PAGE EXCERPT –
+ + + +
Present Tense Machine: A Review

By GUNNHILD ØYEHAUG (Translated from the Norwegian by KARI DICKSON)

Reviewed by OLGA ZILBERBOURG

 

Book cover of Present Tense Machine by Gunnhild Oyehaug

Laura is expecting a baby. A twenty-four-year-old literature instructor, she lives with her partner Karl Peter in the heart of Bergen, a city in the westernmost part of Norway. She’s suffering from a strange sort of anxiety, which she suspects has something to do with the pregnancy: everything around her seems double, not quite like what it is.

Laura has more common anxieties as well, including a problem with her apartment. The buildings in her part of town are constructed of brick on the outside and wood inside, which makes them so flammable that they’re called “chimney houses.” If their chimney house were to catch on fire, there would be little chance of escape. Then, there are the noisy students living above and below, a drug dealer across the street, hypodermic needles littering the neighborhood. She decides that she and Karl Peter have to move before the baby comes, but this decision, too, seems to bring her nothing but anxiety.
+ + + +
GOALS –
A – In the book review, what is Laura's job?
B – Quote the book review word for word, starting with the words "Laura is expecting" and ending after the words "what it is.".

DATA SUPPLIED –
+ + + +
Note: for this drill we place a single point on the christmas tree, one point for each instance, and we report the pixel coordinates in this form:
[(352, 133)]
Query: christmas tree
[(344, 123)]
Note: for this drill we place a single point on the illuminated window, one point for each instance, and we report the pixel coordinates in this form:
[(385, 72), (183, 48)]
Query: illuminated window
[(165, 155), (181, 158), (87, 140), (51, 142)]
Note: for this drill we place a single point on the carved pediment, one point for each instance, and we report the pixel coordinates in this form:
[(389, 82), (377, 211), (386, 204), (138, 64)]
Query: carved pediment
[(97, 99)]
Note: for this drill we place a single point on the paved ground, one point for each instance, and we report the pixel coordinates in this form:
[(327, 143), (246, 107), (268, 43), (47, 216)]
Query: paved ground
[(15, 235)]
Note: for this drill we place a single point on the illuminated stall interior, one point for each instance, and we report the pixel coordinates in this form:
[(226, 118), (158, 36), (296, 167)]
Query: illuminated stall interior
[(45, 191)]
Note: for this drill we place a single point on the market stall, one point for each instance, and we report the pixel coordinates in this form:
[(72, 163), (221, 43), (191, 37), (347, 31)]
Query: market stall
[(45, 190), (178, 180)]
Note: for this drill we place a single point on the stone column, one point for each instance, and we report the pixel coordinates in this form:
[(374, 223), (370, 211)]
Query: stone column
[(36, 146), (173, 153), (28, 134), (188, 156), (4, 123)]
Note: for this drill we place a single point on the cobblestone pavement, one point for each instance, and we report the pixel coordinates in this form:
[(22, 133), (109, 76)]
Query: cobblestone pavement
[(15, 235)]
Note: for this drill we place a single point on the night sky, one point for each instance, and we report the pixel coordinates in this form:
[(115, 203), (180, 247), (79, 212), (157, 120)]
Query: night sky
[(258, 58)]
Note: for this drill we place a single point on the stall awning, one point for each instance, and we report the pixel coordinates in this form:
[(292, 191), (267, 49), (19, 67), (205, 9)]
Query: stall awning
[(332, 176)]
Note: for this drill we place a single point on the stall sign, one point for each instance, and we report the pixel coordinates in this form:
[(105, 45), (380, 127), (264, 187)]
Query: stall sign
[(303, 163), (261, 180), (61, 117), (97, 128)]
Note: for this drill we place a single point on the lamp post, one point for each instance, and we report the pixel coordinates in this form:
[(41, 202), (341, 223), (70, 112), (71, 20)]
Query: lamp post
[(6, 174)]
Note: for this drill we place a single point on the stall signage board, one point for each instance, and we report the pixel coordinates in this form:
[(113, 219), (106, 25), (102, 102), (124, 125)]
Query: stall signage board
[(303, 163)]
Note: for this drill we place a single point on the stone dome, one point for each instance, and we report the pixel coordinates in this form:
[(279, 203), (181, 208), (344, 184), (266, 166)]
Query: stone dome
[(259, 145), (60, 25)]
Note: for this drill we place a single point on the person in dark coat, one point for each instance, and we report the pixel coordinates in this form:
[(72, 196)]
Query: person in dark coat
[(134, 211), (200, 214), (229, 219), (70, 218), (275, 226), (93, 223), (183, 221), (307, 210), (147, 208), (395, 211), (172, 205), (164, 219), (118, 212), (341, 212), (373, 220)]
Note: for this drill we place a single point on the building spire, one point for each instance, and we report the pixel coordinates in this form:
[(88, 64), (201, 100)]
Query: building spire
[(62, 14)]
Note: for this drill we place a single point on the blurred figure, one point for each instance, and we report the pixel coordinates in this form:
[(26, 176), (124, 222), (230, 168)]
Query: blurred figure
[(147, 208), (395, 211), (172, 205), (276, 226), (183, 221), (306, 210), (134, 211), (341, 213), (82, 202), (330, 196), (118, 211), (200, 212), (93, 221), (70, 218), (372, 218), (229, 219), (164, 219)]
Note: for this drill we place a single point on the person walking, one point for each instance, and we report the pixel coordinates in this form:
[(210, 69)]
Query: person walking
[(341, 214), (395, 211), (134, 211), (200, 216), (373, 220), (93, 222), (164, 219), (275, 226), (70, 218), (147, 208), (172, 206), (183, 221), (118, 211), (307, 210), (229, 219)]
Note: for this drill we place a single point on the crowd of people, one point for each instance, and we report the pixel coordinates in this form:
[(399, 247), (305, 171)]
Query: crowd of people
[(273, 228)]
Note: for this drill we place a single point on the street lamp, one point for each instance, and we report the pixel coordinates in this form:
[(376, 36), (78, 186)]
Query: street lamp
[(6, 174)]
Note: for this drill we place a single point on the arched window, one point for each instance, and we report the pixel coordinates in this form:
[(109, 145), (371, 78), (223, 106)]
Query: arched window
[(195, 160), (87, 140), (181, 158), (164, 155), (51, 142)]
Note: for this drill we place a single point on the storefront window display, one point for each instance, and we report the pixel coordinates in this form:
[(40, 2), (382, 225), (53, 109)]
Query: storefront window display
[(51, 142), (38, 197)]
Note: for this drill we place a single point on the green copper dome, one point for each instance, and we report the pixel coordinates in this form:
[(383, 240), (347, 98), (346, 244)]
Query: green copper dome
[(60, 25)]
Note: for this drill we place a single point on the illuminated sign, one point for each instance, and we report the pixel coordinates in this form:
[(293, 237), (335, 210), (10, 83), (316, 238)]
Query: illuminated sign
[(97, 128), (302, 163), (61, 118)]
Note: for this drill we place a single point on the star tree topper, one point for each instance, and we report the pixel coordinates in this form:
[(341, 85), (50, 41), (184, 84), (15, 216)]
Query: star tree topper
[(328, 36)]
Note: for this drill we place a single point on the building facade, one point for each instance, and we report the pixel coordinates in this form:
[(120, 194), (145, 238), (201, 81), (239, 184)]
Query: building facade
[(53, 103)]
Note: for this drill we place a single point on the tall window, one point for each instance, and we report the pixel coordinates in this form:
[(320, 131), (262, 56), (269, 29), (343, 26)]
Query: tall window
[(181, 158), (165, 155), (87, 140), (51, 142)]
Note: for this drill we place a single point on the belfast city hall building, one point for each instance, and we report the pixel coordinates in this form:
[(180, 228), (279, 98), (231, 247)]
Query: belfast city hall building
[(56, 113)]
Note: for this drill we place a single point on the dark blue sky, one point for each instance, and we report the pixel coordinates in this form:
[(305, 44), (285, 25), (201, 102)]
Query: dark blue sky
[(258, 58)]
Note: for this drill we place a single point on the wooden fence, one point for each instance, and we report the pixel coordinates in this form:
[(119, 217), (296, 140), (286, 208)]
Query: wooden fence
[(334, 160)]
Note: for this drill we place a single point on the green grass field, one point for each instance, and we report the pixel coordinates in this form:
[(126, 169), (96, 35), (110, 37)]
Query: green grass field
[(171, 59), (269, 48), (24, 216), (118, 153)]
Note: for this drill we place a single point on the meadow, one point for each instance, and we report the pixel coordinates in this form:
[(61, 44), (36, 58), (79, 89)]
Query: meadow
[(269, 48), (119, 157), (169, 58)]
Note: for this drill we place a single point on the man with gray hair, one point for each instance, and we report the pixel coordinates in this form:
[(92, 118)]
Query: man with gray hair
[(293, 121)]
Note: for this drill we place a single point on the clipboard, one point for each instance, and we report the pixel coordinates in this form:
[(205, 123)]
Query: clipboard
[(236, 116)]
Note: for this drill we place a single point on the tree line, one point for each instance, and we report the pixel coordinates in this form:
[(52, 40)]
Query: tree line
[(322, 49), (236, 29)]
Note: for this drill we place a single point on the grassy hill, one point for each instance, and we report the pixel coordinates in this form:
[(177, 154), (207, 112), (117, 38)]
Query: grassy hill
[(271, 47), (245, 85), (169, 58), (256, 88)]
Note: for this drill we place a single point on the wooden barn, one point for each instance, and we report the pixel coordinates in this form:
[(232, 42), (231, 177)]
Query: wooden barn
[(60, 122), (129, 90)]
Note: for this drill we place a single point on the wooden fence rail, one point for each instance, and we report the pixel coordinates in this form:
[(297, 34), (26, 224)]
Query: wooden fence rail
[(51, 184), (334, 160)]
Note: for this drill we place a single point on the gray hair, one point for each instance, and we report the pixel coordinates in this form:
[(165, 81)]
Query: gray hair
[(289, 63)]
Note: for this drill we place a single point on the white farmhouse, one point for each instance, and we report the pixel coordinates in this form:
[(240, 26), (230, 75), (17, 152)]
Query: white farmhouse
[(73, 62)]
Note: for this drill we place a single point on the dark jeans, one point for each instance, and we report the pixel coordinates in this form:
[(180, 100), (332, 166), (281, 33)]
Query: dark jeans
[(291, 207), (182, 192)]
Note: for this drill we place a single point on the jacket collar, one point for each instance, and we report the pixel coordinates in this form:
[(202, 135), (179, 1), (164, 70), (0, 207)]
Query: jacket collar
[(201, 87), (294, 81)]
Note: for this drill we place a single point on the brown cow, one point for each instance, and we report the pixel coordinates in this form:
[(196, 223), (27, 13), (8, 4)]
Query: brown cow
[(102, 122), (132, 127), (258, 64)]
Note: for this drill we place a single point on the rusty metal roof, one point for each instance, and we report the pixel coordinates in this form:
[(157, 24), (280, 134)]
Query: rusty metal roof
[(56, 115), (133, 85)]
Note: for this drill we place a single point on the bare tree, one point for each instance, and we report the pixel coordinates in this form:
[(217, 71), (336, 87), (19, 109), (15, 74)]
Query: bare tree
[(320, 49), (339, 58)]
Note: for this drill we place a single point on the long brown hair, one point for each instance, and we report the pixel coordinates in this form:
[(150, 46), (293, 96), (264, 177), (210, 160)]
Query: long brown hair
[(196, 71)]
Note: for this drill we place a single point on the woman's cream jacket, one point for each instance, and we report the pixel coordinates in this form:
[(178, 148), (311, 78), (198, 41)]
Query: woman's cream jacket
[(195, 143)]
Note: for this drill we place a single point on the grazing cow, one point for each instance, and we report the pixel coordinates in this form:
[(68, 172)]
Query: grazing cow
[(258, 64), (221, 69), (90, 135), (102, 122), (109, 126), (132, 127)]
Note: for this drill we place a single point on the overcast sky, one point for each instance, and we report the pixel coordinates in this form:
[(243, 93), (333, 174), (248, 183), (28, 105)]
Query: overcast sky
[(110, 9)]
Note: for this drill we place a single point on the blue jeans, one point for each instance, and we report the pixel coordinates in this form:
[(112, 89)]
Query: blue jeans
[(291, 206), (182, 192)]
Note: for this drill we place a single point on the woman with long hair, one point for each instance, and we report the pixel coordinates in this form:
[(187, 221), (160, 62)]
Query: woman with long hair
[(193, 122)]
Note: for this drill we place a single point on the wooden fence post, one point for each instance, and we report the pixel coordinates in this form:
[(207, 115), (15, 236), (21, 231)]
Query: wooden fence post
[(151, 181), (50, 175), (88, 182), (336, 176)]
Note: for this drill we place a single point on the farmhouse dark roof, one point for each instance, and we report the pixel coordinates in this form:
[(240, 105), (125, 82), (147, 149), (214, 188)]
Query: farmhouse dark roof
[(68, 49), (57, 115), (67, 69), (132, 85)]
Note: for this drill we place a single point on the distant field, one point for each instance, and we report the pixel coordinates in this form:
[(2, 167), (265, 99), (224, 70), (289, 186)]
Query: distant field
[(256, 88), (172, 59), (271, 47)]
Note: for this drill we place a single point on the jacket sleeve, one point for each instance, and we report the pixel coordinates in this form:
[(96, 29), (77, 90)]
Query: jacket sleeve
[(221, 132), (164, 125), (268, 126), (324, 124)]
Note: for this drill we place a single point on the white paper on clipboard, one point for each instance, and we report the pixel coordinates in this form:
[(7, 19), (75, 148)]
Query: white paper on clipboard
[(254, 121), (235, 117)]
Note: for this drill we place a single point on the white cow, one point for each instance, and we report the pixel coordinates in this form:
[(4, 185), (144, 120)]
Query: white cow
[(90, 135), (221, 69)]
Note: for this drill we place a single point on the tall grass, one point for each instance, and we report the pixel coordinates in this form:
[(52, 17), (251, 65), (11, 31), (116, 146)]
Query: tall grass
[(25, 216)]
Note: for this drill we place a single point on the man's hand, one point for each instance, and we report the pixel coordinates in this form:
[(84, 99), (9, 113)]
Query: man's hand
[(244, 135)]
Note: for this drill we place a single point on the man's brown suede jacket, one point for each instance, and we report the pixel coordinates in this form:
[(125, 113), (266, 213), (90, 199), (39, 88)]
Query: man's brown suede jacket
+ + + +
SOLUTIONS FOR EACH TASK –
A – She is a literature instructor.

B –
Laura is expecting a baby. A twenty-four-year-old literature instructor, she lives with her partner Karl Peter in the heart of Bergen, a city in the westernmost part of Norway. She’s suffering from a strange sort of anxiety, which she suspects has something to do with the pregnancy: everything around her seems double, not quite like what it is.